• [What to produce] Find every line in the rows below that contains the word "exterior" and copy each one. Case counts.

• [Data entries]
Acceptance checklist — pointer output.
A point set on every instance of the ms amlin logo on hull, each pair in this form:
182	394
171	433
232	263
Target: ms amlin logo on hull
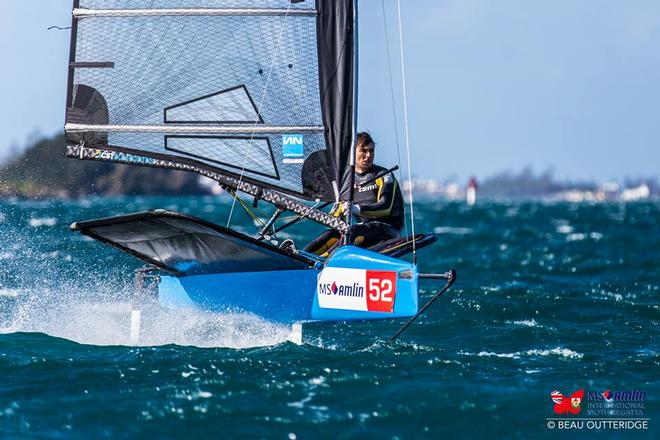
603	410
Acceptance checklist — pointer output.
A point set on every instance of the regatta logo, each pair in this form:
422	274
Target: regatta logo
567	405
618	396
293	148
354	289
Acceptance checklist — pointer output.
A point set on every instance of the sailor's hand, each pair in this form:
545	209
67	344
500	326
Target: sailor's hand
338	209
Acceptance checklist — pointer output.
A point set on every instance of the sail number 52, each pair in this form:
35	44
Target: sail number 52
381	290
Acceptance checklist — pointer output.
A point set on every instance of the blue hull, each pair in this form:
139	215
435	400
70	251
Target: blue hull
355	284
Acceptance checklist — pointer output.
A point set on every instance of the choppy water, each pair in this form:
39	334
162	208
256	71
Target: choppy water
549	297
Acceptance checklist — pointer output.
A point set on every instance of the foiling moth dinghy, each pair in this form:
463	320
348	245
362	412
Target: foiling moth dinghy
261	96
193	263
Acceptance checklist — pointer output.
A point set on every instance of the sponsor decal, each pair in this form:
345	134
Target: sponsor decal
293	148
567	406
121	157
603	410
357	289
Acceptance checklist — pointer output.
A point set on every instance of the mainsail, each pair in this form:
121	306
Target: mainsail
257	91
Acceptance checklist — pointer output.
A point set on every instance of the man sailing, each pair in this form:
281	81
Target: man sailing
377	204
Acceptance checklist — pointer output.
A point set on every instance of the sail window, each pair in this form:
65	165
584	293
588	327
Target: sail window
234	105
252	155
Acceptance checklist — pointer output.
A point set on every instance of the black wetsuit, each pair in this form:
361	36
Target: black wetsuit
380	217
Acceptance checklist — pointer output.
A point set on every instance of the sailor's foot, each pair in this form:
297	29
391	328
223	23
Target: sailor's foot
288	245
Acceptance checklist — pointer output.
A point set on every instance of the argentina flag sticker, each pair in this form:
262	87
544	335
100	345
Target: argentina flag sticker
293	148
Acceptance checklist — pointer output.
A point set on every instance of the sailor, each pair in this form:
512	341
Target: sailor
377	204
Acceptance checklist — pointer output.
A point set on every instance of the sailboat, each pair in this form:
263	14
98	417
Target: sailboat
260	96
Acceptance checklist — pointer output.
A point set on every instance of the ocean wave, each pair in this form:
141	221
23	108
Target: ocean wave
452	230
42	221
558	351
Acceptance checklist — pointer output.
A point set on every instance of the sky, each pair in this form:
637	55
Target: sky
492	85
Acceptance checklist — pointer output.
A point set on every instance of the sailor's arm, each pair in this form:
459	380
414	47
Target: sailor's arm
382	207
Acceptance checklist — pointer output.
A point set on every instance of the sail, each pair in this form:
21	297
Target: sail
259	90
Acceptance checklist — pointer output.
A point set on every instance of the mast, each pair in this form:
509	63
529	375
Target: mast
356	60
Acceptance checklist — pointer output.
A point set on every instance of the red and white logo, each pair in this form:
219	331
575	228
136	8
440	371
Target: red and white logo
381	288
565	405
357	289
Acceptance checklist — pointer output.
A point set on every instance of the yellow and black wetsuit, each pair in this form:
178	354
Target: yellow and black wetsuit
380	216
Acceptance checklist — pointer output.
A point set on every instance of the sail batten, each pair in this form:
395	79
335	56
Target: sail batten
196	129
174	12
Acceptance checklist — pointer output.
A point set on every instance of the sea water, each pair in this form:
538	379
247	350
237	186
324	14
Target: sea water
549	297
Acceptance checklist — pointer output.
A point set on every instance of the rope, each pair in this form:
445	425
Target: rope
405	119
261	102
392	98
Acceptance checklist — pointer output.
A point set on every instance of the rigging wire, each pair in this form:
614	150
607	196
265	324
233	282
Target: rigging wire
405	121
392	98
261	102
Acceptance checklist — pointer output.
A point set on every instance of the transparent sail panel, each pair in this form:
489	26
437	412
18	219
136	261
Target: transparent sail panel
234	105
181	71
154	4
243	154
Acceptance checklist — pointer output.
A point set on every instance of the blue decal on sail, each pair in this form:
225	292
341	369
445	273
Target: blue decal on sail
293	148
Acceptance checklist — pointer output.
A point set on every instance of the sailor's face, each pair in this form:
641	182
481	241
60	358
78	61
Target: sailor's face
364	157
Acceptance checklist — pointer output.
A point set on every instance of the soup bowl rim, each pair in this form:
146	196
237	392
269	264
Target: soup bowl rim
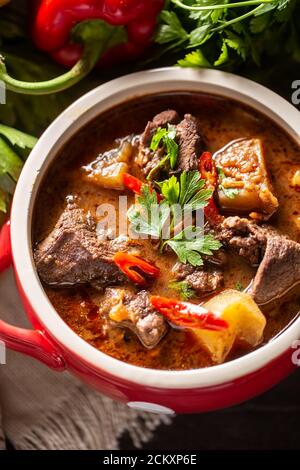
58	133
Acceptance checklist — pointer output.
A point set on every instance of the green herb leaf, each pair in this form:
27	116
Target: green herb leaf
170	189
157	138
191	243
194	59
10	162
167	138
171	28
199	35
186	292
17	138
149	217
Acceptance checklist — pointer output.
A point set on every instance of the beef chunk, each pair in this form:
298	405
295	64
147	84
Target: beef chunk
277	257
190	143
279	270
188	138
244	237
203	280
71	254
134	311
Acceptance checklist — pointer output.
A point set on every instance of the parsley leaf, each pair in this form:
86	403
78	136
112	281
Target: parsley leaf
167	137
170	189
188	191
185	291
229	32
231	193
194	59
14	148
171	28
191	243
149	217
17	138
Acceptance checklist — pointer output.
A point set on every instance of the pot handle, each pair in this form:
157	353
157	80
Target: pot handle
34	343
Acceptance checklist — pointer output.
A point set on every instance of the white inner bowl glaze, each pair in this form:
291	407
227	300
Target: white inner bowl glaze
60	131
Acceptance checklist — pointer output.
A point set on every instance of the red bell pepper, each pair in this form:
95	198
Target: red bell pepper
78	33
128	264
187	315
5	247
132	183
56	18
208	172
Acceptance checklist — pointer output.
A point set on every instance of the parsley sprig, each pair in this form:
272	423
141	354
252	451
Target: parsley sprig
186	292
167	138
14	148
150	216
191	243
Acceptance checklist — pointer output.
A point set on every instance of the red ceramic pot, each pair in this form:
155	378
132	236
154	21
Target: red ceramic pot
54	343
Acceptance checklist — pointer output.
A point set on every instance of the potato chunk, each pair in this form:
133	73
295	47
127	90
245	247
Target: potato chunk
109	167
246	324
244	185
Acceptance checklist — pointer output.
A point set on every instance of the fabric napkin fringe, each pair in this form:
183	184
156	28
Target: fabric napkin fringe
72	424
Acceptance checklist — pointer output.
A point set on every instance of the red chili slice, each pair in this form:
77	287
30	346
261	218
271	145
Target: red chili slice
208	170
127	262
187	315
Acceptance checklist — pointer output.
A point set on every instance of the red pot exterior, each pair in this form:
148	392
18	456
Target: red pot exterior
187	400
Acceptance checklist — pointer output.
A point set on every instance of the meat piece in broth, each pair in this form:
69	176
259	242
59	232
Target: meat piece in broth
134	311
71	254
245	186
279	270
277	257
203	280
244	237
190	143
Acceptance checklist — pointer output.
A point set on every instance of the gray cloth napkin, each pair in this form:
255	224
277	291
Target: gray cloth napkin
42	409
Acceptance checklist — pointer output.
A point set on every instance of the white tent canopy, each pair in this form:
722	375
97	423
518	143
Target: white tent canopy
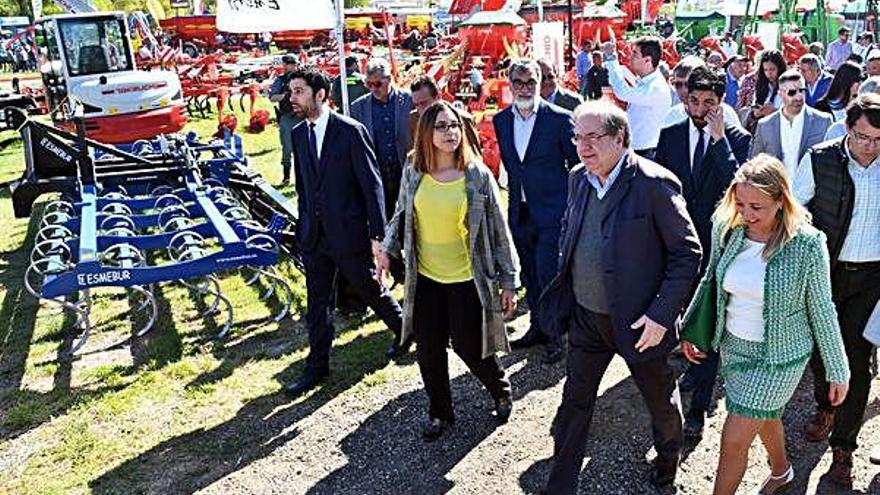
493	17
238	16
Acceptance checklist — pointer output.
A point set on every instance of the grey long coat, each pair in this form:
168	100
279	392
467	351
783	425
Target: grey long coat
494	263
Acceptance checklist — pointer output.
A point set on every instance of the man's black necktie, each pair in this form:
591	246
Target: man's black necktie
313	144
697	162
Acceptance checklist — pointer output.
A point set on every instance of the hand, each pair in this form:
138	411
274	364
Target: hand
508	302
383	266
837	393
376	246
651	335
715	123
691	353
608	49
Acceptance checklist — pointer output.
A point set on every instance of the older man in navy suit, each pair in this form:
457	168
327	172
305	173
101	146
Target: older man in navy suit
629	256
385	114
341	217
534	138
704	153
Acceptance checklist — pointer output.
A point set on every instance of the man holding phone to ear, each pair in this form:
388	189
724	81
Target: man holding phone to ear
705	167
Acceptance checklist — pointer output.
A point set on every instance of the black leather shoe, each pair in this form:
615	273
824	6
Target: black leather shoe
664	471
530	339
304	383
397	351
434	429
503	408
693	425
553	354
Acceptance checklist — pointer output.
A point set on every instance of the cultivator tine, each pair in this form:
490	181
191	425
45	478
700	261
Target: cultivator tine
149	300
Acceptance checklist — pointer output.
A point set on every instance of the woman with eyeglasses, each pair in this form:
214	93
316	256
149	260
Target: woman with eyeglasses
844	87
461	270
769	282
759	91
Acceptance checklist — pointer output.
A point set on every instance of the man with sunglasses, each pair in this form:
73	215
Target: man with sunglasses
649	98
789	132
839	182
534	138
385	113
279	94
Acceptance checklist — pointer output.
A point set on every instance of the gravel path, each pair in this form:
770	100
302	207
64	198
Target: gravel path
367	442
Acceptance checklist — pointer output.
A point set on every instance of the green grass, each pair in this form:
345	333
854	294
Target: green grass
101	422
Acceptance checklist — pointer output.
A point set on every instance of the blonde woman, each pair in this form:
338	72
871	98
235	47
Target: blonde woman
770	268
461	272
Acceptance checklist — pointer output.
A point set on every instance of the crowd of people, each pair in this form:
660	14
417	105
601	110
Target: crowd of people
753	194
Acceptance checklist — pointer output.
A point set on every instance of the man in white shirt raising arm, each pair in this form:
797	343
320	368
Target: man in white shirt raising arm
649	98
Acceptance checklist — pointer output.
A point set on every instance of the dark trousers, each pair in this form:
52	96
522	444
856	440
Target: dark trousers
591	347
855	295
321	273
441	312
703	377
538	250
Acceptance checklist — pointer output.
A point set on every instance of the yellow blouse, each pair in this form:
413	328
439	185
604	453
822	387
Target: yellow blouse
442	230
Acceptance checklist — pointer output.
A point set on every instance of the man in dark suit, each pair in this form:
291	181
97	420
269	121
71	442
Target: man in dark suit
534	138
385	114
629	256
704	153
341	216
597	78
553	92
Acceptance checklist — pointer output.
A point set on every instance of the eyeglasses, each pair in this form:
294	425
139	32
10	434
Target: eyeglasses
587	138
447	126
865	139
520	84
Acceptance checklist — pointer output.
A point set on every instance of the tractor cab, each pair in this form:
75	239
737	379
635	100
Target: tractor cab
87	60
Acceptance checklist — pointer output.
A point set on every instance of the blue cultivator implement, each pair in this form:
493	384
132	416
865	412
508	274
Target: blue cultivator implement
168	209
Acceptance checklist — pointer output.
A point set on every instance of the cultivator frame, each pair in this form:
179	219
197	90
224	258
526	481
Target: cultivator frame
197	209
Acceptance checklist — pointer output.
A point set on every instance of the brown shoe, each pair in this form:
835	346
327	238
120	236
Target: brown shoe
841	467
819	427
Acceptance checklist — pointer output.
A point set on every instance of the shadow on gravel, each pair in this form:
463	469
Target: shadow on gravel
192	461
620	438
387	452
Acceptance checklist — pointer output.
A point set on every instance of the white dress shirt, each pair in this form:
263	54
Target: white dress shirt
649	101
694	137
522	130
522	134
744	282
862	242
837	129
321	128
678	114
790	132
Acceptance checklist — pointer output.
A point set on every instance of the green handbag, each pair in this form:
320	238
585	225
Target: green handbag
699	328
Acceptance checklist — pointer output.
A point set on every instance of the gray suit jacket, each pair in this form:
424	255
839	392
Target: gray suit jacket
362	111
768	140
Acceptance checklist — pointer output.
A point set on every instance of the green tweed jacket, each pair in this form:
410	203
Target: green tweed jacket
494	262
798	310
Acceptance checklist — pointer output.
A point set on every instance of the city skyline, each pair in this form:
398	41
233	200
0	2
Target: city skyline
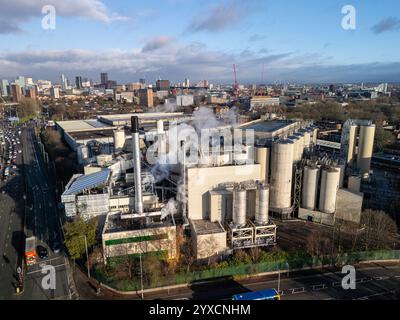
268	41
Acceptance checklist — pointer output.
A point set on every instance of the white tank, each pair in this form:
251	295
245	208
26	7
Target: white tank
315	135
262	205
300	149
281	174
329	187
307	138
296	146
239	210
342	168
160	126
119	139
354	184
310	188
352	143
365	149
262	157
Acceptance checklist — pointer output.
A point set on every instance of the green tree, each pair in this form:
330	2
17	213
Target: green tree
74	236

• [Answer]
A point set on every instance of the red pot exterior, each pair in this form:
Target: red pot exterior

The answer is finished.